• Request 1: Translate into Spanish this sentence from the Scrabble grouping tutorial: "We must often divide rows into groups according to some feature, and then compute a basic characteristic for each resulting group."
• Request 2:
Decide whether each statement agrees with the Scrabble grouping tutorial, answering yes or no and quoting the words of the tutorial that settle it:
(a) The table loaded from the file holds 98 tiles.
(b) Grouping by the Vowel column gives 42 tiles that are not vowels.
(c) Among vowel tiles, the highest score is 10.

• Supplied text:
———
3. Groups with Scrabble#
Let’s load a table of 98 tiles from Scrabble. (We’ll exclude the two blank tiles from the full set of 100.)
scrabble_tiles = Table().read_table('data/scrabble_tiles.csv')
scrabble_tiles.sample(10)
Letter | Score | Vowel |
---|---|---|
S | 1 | No |
E | 1 | Yes |
V | 4 | No |
G | 2 | No |
H | 4 | No |
A | 1 | Yes |
O | 1 | Yes |
C | 3 | No |
R | 1 | No |
Z | 10 | No |
We must often divide rows into groups according to some feature, and then compute a basic characteristic for each resulting group.
scrabble_tiles.group('Letter')
Letter | count |
---|---|
A | 9 |
B | 2 |
C | 2 |
D | 4 |
E | 12 |
F | 2 |
G | 3 |
H | 2 |
I | 9 |
J | 1 |
... (16 rows omitted)
scrabble_tiles.group('Vowel')
Vowel | count |
---|---|
No | 56 |
Yes | 42 |
scrabble_tiles.group('Vowel', sum)
Vowel | Letter sum | Score sum |
---|---|---|
No | 145 | |
Yes | 42 |
Notes:
When we pass in a function to
group
that is not the default (e.g.sum
), the name of that function is appended to the column name.Some of the columns are empty because
sum
can only be applied to numerical (not categorial) variables. Our package is smart about this and leaves the columns empty (e.g.Letter sum
).
scrabble_tiles.group('Vowel', max)
Vowel | Letter max | Score max |
---|---|---|
No | Z | 10 |
Yes | U | 1 |
Applying aggregation functions (e.g.
———
• Source information:
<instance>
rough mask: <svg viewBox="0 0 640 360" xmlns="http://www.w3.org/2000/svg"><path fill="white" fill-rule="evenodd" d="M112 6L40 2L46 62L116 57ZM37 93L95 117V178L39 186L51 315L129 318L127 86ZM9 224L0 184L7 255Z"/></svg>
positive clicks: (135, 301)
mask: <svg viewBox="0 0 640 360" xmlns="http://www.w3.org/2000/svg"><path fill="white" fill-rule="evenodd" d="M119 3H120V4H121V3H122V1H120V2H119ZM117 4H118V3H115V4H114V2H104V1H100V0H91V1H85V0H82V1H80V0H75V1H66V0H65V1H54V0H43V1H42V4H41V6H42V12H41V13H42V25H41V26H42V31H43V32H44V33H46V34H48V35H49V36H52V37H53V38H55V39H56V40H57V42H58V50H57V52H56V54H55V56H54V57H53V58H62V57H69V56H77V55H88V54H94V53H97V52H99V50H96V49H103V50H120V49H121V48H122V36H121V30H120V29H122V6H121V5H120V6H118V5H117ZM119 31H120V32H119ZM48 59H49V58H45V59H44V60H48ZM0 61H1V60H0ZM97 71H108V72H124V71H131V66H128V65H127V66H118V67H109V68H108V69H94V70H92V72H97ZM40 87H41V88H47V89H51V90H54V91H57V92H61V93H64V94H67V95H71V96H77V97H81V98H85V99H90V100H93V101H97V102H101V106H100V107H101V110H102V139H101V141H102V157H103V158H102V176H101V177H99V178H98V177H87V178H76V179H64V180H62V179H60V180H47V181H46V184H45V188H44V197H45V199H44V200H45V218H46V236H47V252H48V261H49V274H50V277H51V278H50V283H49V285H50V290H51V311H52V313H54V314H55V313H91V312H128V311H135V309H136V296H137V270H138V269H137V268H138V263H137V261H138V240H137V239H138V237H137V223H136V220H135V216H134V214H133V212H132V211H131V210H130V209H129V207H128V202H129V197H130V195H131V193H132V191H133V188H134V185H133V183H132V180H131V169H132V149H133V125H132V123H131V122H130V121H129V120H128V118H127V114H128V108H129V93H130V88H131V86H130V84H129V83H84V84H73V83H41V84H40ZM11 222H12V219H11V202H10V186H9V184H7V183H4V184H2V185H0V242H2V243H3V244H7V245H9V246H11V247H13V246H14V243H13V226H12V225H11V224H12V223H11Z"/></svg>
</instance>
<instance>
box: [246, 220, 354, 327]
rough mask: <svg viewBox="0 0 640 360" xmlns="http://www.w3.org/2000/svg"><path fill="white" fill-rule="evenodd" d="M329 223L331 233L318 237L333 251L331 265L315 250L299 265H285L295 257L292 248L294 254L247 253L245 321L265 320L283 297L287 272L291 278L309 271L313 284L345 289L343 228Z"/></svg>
———
• Exercise solution 1: A menudo debemos dividir las filas en grupos según algún atributo y luego calcular una propiedad básica de cada grupo resultante.

• Exercise solution 2:
(a) Yes: "Let’s load a table of 98 tiles from Scrabble."
(b) No: "No | 56 |"
(c) No: "Yes | U | 1 |"